[AIM OF THE EXERCISE]:
Write out exactly the lines from the one containing "Could you point out the windshield in" through the last line of the records below, including both.

[DATA LINES]:
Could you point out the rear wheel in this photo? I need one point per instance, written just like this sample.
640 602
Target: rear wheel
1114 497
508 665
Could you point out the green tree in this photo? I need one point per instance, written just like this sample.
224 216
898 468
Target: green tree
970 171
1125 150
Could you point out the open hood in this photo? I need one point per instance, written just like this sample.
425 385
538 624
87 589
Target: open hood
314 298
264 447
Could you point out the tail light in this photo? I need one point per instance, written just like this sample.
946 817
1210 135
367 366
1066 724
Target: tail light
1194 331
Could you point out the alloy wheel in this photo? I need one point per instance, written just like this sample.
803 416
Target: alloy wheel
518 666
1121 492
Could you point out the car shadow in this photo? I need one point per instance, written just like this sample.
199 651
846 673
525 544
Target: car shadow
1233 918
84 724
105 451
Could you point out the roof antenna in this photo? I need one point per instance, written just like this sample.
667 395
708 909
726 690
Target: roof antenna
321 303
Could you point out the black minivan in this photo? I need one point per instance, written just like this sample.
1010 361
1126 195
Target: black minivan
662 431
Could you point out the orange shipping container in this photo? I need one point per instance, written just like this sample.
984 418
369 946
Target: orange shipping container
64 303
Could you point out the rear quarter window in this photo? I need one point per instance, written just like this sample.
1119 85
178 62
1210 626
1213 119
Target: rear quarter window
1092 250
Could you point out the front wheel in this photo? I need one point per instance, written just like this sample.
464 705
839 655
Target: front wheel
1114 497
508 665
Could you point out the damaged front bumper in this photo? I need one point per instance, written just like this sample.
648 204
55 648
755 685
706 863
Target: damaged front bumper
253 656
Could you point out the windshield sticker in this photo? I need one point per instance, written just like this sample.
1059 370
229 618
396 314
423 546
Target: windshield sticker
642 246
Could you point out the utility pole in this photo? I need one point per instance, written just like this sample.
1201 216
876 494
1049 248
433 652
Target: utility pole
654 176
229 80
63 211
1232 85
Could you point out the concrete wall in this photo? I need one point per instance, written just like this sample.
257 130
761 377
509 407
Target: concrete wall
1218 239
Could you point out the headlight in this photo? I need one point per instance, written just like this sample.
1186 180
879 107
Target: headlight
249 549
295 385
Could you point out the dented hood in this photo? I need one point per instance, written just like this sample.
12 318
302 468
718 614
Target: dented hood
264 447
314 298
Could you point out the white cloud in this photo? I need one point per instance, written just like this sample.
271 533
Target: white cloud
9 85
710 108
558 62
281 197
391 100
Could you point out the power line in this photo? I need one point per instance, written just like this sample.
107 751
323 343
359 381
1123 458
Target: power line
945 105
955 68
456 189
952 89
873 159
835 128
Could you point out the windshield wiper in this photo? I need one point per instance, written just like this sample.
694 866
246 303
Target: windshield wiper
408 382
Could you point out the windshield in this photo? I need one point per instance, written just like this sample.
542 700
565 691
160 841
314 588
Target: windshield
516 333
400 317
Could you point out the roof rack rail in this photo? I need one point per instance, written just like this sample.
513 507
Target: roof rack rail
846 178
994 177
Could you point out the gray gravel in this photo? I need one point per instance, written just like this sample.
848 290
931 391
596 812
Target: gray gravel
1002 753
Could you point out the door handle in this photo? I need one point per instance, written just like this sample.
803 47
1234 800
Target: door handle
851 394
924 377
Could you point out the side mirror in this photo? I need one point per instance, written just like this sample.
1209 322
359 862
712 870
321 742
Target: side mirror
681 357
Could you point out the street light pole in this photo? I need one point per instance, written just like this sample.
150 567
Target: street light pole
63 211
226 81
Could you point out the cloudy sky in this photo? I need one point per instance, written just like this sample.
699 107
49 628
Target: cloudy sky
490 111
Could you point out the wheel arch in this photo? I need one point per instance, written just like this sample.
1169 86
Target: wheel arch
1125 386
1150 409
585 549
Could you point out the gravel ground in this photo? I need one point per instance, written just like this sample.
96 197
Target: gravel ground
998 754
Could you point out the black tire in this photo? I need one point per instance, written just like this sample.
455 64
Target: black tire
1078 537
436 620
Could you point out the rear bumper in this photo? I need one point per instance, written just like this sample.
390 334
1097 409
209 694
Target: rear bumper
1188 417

[TASK RESULT]:
Could you point out the windshield in this photo? I need one point per instance, written just like this sample.
542 700
565 691
160 841
314 588
Target: windshield
516 333
400 317
Could you point out the roof rack rail in this photo? I need one point per instance, written just like this sample.
513 507
Target: roof rack rail
846 178
994 177
Could you point out the gray gravel in this photo? I need one point per instance, written just like this sample.
848 290
931 391
596 812
Target: gray gravel
1002 753
Could you point out the door handle in this photo? I need one point per instance, written just like this sample.
803 47
1234 800
Target: door handle
851 394
924 377
Could you point out the side mirror in this photo? I need one point per instance, written just like this sample.
1209 322
359 862
712 870
321 742
Target: side mirror
681 357
Could you point out the street light pole in this photo? I need one point per instance, written just like this sample.
150 567
Target: street light pole
63 211
226 81
Could you point out the cloudy sky in this photo? I need one point per instance, written just like this sample.
699 107
49 628
Target: cloudy sky
490 111
Could you point out the wheel arch in this photo? I need one point per instance, written just like this sample.
1169 86
Target: wheel arch
1125 386
1150 409
585 549
Could you point out the gravel ground in this photo? I need one point per instance, written just like this sample.
96 197
Target: gravel ground
998 754
Could you point out the black tire in this photo? I need one point per instance, written just like this sample.
455 64
Target: black tire
1078 537
436 620
Could you point out the rear bumper in this photo? I need one point per instance, written just like this sample.
390 334
1097 409
209 694
Target: rear bumper
1188 417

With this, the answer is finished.